Elsevier

Parallel Computing

Volume 27, Issue 7, June 2001, Pages 963-976
Parallel Computing

Parallel preconditioning of a sparse eigensolver

https://doi.org/10.1016/S0167-8191(01)00077-1Get rights and content

Abstract

We exploit an optimization method, called deflation-accelerated conjugate gradient (DACG), which sequentially computes the smallest eigenpairs of a symmetric, positive definite, generalized eigenproblem, by conjugate gradient (CG) minimizations of the Rayleigh quotient over deflated subspaces. We analyze the effectiveness of the AINV and FSAI approximate inverse preconditioners, to accelerate DACG for the solution of finite element and finite difference eigenproblems. Deflation is accomplished via CGS and MGS orthogonalization strategies whose accuracy and efficiency are tested. Numerical tests on a Cray T3E Supercomputer were performed, showing the high degree of parallelism attainable by the code. We found that for our DACG algorithm, AINV and FSAI are both effective preconditioners. They are more efficient than Block–Jacobi.

Introduction

An important task in many scientific applications is the computation of a small number of the leftmost eigenpairs (the smallest eigenvalues and corresponding eigenvectors) of the problem Ax=λBx, where A and B are large, sparse, symmetric positive definite matrices. Several techniques for solving this problem have been proposed: subspace iteration [1], [15], Lanczos method [7], [11], [14], and, more recently, restarted Arnoldi–Lanczos algorithm [12], Jacobi–Davidson method [17], and optimization methods by conjugate gradient (CG) schemes [3], [9], [16].

In this paper we analyze the performance of two preconditioning techniques, when applied to an optimization method, called deflation-accelerated conjugate gradient (DACG) [8]. DACG sequentially computes a number of eigenpairs by CG minimizations of the Rayleigh quotient over subspaces of decreasing size. When effectively preconditioned, we found [4] that the efficiency of DACG well compares with that of established packages, like ARPACK [13]. In a recent work [5], the performance of DACG has also been numerically compared with that of Jacobi–Davidson method, showing that their efficiency is comparable, when a small number of eigenpairs is to be computed.

**Required tasks**.
a – Please answer these questions about the eigensolver excerpt, one answer per line:
(i) On what machine were the numerical tests run?
(ii) Which two orthogonalization strategies are used to accomplish deflation?
(iii) With what established package does DACG's efficiency compare well when it is effectively preconditioned?
b – Print the passage of the eigensolver excerpt from "Introduction" to "schemes [3], [9], [16].".

**Information provided**.

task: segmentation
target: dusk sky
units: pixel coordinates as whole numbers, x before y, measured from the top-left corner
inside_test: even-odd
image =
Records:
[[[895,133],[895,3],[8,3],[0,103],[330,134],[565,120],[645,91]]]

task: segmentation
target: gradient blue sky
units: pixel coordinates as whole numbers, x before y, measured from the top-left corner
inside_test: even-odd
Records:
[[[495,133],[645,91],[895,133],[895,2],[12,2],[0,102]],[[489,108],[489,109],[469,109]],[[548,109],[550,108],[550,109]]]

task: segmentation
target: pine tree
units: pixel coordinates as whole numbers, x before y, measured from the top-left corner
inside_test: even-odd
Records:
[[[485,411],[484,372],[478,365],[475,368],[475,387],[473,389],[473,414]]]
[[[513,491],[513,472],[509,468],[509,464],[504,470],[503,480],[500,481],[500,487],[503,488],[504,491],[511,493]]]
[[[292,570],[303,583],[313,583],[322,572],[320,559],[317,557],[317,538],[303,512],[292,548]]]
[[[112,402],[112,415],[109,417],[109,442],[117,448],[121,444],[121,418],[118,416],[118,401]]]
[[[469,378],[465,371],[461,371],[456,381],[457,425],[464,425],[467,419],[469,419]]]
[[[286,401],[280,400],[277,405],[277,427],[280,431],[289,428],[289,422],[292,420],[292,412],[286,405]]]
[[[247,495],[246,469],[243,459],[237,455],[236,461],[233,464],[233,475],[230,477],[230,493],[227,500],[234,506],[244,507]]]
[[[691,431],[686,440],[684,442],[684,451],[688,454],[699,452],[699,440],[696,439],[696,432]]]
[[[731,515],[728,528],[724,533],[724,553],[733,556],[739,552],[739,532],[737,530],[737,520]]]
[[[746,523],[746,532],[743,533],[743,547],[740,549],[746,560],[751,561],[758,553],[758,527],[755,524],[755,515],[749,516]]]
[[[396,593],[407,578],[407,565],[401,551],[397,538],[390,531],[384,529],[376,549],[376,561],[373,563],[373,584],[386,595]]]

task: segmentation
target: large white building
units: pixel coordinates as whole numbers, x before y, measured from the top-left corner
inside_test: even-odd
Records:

**Answers below**.
a –
(i) A Cray T3E Supercomputer.
(ii) CGS and MGS.
(iii) ARPACK.

b –
Introduction

An important task in many scientific applications is the computation of a small number of the leftmost eigenpairs (the smallest eigenvalues and corresponding eigenvectors) of the problem Ax=λBx, where A and B are large, sparse, symmetric positive definite matrices. Several techniques for solving this problem have been proposed: subspace iteration [1], [15], Lanczos method [7], [11], [14], and, more recently, restarted Arnoldi–Lanczos algorithm [12], Jacobi–Davidson method [17], and optimization methods by conjugate gradient (CG) schemes [3], [9], [16].